PROBLEM REQUIREMENTS:
Every line of the material below should be copied exactly.

——————————

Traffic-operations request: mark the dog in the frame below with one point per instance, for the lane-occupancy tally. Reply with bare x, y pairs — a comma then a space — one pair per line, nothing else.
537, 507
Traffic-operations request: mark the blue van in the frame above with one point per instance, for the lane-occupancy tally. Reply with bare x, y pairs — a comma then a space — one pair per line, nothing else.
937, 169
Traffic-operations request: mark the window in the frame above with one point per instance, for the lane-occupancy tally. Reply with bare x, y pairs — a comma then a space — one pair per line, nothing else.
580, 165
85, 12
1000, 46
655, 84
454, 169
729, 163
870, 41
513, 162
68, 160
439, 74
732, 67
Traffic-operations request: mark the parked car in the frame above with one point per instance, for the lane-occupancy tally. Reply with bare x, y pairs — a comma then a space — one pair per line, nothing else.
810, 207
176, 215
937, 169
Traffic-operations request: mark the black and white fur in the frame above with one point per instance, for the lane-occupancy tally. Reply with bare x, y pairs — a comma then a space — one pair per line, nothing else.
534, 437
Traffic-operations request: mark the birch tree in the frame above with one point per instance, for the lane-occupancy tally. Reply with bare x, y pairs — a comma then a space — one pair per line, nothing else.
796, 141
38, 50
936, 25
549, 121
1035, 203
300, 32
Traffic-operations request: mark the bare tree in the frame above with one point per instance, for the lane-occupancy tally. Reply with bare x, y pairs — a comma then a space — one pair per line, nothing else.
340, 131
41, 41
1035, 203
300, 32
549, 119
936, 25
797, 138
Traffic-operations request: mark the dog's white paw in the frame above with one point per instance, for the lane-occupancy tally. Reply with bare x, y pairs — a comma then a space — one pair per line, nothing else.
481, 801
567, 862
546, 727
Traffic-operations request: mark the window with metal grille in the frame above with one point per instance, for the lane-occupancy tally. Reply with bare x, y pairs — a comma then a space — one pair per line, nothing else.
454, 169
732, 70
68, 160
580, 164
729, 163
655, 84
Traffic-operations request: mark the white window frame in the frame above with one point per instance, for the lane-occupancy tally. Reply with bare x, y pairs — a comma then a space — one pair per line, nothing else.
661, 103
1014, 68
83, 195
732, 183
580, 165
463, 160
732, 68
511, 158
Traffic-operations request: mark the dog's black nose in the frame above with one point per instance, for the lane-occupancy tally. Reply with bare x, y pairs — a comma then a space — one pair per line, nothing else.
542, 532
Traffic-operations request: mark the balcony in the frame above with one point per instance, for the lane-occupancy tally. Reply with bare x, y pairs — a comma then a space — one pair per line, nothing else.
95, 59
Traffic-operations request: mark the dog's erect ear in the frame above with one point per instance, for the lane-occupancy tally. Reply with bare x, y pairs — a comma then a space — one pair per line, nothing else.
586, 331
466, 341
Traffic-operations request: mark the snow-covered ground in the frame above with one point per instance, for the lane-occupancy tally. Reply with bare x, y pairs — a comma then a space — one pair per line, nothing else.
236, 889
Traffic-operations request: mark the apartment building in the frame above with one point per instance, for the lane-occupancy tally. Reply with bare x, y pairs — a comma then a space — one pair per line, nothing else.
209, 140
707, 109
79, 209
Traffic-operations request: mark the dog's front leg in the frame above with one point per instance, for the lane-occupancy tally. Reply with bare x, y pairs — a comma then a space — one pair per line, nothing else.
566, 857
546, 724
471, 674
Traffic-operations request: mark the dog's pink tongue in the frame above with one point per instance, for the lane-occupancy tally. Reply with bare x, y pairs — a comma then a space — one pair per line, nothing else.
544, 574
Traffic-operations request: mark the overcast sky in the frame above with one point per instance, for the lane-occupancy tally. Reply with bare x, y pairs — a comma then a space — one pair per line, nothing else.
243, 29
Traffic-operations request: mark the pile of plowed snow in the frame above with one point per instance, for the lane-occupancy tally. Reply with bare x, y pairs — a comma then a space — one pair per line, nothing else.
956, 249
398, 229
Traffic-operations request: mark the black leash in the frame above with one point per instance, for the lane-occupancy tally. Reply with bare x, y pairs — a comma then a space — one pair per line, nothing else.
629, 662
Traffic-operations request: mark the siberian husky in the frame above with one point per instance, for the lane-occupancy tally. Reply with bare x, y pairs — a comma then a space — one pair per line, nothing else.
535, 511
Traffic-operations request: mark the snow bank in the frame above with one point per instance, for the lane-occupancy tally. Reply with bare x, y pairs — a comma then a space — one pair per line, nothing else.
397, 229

——————————

YOUR SOLUTION:
Traffic-operations request: mark the dog in the frame below with one point per instance, for the lane-occupancy tally. Reply with bare x, y pairs — a comma then a space — one pair per line, nothing else.
537, 507
Traffic-operations request: mark the blue van in the frame above with one point per instance, for the lane-occupancy tally. Reply with bare x, y pairs — a comma then a space — one pair per line, nothing else.
937, 169
Traffic-operations request: mark the window in the frame above with one point per instance, for the lane-occupancy tally. Reply with bare x, y pairs — a comma then a space — one pair per line, nothing else.
580, 165
85, 12
1000, 46
655, 84
454, 169
729, 163
870, 41
513, 162
68, 160
439, 74
732, 67
Traffic-operations request: mark the parked car in the frame above with one point per instance, for the lane-occupancy tally. Reply with bare x, y pairs — a comma then a space — one pair per line, nothing else.
810, 207
176, 215
937, 169
Traffic-operations request: mark the black and white fur in the frame above with one point per instance, for the lane-occupancy tally. Reply with bare x, y pairs — a comma then a space — one pair per line, nothing else.
534, 437
Traffic-operations request: mark the birch tree in the frame above with one point per instance, for the lane-occupancy tally. Reply with bare x, y pairs — a comma then a space — one pair per line, nothing else.
796, 141
38, 50
936, 25
549, 121
1035, 203
300, 32
Traffic-operations request: mark the bare tree in the frame above with one point per instance, for the lane-occupancy tally. Reply with bare x, y pairs — a comma then a space — one pair per line, nothing else.
340, 131
41, 41
1035, 203
300, 32
549, 119
936, 25
797, 138
Traffic-operations request: mark the dog's white paw in the frame above with one point per instance, for the lane-occupancy tally. Reply with bare x, y pairs — a comma then a space — one pair per line, nothing else.
481, 801
567, 862
546, 727
Traffic-operations request: mark the window with metal grille in the frame above with one point per instance, for the lane-occupancy tally. Reply with bare x, y pairs — a comma then a space — one pair per line, nothing else.
454, 169
732, 70
68, 160
580, 164
729, 163
655, 84
Traffic-operations request: mark the white window frame in the frame above with one point per instance, for the lane-occupancy tally. Reply with bare x, y pairs — a comma then a space — one pair per line, nothing else.
661, 103
1014, 68
83, 195
732, 183
580, 165
463, 160
732, 68
511, 158
Traffic-operations request: mark the dog's black nose in the frame above with one point per instance, for the lane-occupancy tally. Reply with bare x, y pairs — a comma then a space — one pair per line, nothing else.
542, 532
Traffic-operations request: mark the balcony in the frame above with one point per instance, for the lane-occupancy tally. Reply with bare x, y pairs — a comma then a space — one pair per line, nothing else.
95, 59
Traffic-operations request: mark the dog's erect ear in the frame above with one point per instance, for the lane-occupancy tally. Reply with bare x, y pairs — a comma then a space — one pair per line, nothing else.
586, 331
466, 341
Traffic-operations request: mark the snow-covered ground in the frame above with one point per instance, for the lane-occupancy tally. Reply with bare x, y pairs — a comma then a space — one pair per line, nothing else.
236, 889
Traffic-operations request: mark the apartment building in the frame above with one point per instance, for the lane-occupancy tally. Reply with bare x, y pairs — a comma then a space — one pair per line, nothing else.
209, 140
707, 109
79, 209
Traffic-operations request: mark the dog's front leg in the frame above with one point per instance, for the lane-occupancy tally. Reply with bare x, y pairs — a comma then a space — one pair per line, nothing else.
566, 857
546, 724
471, 674
Traffic-operations request: mark the dog's pink tongue in the frame above with one point per instance, for the lane-occupancy tally. Reply with bare x, y pairs — a comma then a space — one pair per line, nothing else.
544, 574
Traffic-operations request: mark the overcast sky in the frame above with one point per instance, for the lane-occupancy tally. Reply with bare x, y pairs — a comma then a space — one pair per line, nothing else.
243, 29
Traffic-operations request: mark the pile of plowed snow in the frame above with one point per instance, for the lane-occupancy tally. Reply with bare x, y pairs — a comma then a space — one pair per line, nothing else.
956, 249
398, 229
Traffic-operations request: mark the black leash in the frame above with one point per instance, for the lane-occupancy tally. Reply with bare x, y pairs — a comma then a space — one pair per line, nothing else.
629, 662
Traffic-operations request: mark the siberian husky in the frame above with one point per instance, for the lane-occupancy tally. Reply with bare x, y pairs — a comma then a space — one pair per line, nothing else.
535, 511
Traffic-operations request: mark the snow bank in the frame above with one point per instance, for the lane-occupancy tally. Reply with bare x, y pairs — a comma then a space — one pair per line, nothing else.
397, 229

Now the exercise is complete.